▸ **GOAL**
Reproduce the passage below on the plantation's history verbatim, starting at "Bradford became a" and continuing up to and including "November 19, 1817.".

Bradford became a judge and took in law students at his home, including one named Clark Woodrooff, a young man from Connecticut. Woodrooff married Bradford’s daughter, Sarah Mathilda, on November 19, 1817.

After Bradford’s death, his widow Elizabeth hired Woodrooff to manage the plantation. Woodrooff was an astute manager, planting crops of indigo and cotton that brought in a great deal of money. He and Sarah had three children, Cornelia Gale, James, and Mary Octavia.

In 1823, a yellow fever epidemic swept through the area, and Sarah Mathilda died on July 21. James died soon after on July 15, 1824, and Cornelia Gale in September of the same year. Woodrooff was devastated and never remarried.

He bought the plantation from Elizabeth and continued to live there with his mother-in-law and surviving daughter until Elizabeth’s death in 1830. He and Octavia moved, and the plantation was placed under a caretaker. Woodrooff, who changed his named to Woodruff, became a judge in Covington, Louisiana. In 1834, he sold the plantation to Ruffin Grey Stirling, a member of a wealthy family of plantation owners.

Stirling and his wife, Mary Catherine Cobb, moved in and set about remodeling the place to suit their high social status. They nearly doubled the size of the home and renamed it the Myrtles, after the crepe myrtles that were abundant on the property. The Stirlings had nine children, only four of whom survived into adulthood and marriage.

▸ **ENTRIES SUPPLIED**
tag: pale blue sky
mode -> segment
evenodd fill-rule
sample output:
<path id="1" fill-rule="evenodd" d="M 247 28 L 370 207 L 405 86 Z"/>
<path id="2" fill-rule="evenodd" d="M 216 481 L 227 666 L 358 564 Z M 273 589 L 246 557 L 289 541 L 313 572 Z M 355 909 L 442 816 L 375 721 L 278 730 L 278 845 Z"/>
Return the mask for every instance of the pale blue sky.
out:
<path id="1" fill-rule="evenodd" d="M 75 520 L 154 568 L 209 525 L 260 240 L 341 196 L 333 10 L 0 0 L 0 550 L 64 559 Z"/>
---
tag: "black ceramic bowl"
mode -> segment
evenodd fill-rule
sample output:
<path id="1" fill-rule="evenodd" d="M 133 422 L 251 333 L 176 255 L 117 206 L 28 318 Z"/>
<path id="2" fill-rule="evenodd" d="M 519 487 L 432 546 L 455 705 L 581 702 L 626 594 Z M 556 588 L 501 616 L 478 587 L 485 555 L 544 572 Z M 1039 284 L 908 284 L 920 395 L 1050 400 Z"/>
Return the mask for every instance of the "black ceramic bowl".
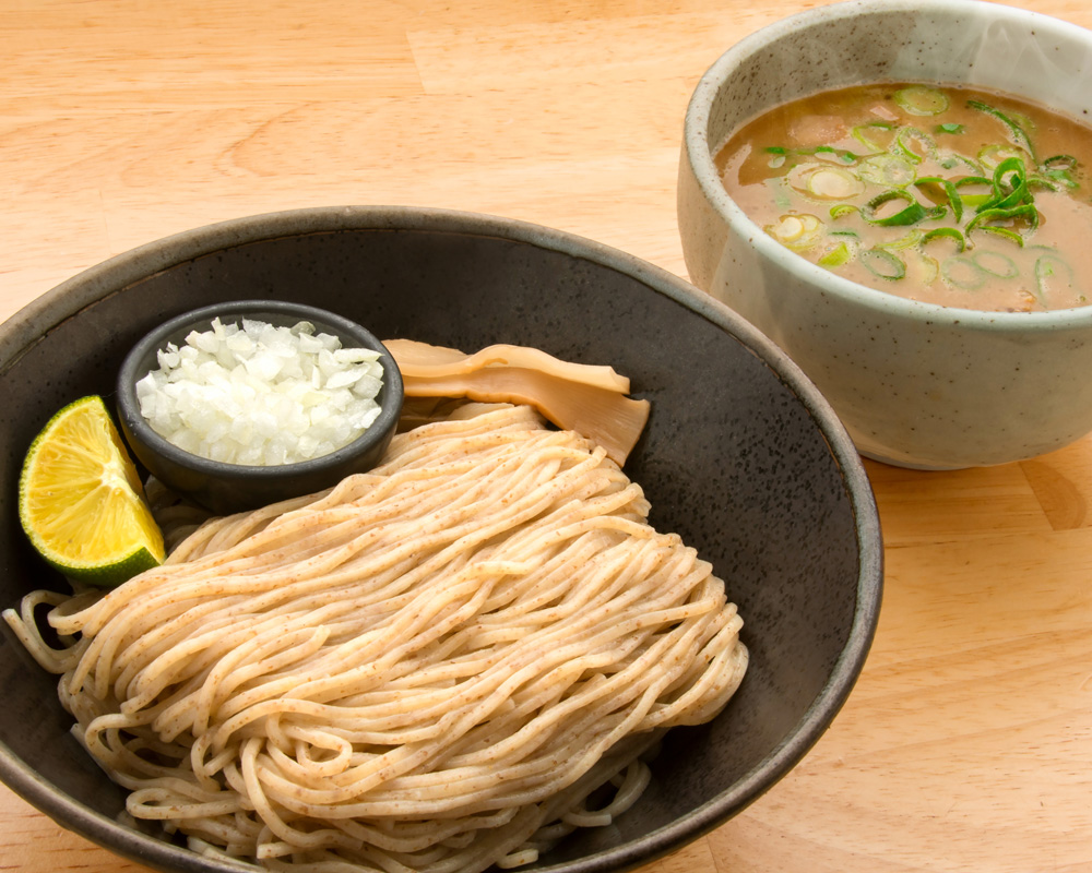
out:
---
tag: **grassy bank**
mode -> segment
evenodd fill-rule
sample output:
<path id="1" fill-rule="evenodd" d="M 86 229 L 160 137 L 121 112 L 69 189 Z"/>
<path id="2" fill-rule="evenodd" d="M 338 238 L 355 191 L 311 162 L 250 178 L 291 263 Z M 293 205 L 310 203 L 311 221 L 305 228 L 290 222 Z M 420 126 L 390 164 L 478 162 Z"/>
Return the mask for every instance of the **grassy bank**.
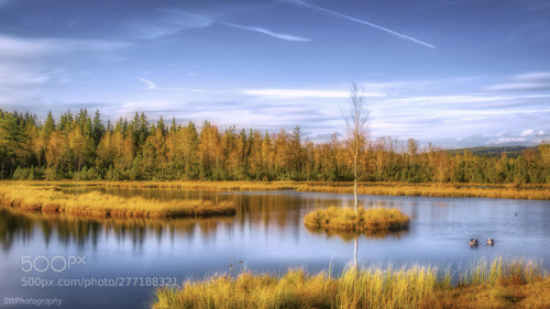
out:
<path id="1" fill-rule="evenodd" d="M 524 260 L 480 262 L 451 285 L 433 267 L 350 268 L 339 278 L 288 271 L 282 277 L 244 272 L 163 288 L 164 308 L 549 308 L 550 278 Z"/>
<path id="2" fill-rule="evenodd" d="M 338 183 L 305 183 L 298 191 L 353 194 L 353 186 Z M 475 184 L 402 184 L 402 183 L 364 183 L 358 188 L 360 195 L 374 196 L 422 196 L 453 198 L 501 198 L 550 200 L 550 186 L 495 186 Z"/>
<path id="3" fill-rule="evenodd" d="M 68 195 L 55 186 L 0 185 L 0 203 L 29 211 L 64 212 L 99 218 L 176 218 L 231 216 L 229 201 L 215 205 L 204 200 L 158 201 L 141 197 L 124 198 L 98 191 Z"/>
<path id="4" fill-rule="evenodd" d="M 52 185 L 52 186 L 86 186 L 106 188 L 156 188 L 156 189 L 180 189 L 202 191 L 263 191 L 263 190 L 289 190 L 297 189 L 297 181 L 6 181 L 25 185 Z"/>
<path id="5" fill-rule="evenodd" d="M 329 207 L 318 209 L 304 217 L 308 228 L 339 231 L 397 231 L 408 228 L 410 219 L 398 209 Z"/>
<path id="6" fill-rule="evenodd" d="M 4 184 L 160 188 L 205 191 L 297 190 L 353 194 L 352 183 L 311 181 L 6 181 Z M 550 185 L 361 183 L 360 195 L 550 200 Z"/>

▸ **SOLUTION TO THIS PROBLEM**
Bradford became a judge and took in law students at his home, including one named Clark Woodrooff, a young man from Connecticut. Woodrooff married Bradford’s daughter, Sarah Mathilda, on November 19, 1817.